*Text extract*.
+ + + + + + +

Welcome to Cold Takes, where it's always fine to read the post later!

About

Most of the posts on this blog are written at least a month before they're posted, sometimes much longer. I try to post things that are worth posting even so, hence the name "Cold Takes."

As of this writing (July 2021), likely initial themes include:

  • Futurism (the next 10,000+ years). What can we say and do today about the very long-run future of the world?
  • Quantitative macrohistory (the last 250-10,000 years). What can we say about very long-run trends in things like quality of life and pace of innovation?
  • Applied epistemology. How should one decide what to believe, especially when (is as usually the case for important topics) one doesn't have time to digest even 1% of the relevant knowledge and arguments?
  • Applied ethics of donations, career choice, etc. What ethical principles should we use to  consider actions like where to donate and what job to take (where there are no clear moral "rules," and instead a question of how to do more good vs. less good)?
  • Links I feel like sharing, often quite old, because they seem important and/or just fun.

A general theme of this blog is what I sometimes call avant-garde effective altruism. Effective altruism (EA) is the idea of doing as much good as possible. If EA were jazz, giving to effective charities working on global health would be Louis Armstrong - acclaimed and respected by all, and where most people start. But people who are really obsessed with jazz also tend to like stuff that (to other people) barely even sounds like music, and lifelong obsessive EAs are into causes and topics that are not the first association you'd have with "doing good." This blog will often be about the latter.

+ + + + + + +

*Task instructions*.
(A) Arrange every line of the listing below as a JSON list of strings, one string per line, leaving out blank lines.
(B) Please pick up the Cold Takes about page where it stops and keep it going.

*Task inputs*.
+ + + + + + +

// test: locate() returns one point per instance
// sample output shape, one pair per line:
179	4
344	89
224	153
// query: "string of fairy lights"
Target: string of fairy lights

+ + + + + + +

*Answers given*.
(A)
[
  "// test: locate() returns one point per instance",
  "// sample output shape, one pair per line:",
  "179\t4",
  "344\t89",
  "224\t153",
  "// query: \"string of fairy lights\"",
  "Target: string of fairy lights"
]

(B)
I am the co-CEO of Open Philanthropy and co-founder of GiveWell, but all opinions are my own.

Here are the main series I'm planning so far. As I put things up, I will update the Themes/Highlights page to link to the pieces that have received the most "likes." (Note, though, that I'm the only person with access to the "like" button for this blog.)

  • Most Important Century series. A series of ~10 pieces laying out the case that the 21st century has a high probability of being the "most important" for humanity via the development of transformative AI. This includes discussions of why it looks like we might soon (in the next few decades) develop AI that can dramatically accelerate scientific and technological development, and discussions of why that in turn could lead to a radically different world (in particular, via mind uploading).
  • Has the world improved over time? A series on whether life has gotten better over time and how we should think about the "state of nature."
  • Searching for Atlantis. A series asking mostly, "Is the world doing something wrong, compared to the past, w/r/t innovation?" I emphasize "doing something wrong," not "slowing down" - most discussions online are explicitly about whether innovation is slowing down, but I want to address whether this is about something "going wrong" or just inevitable. "Atlantis" refers to the idea of a past, advanced civilization, now lost.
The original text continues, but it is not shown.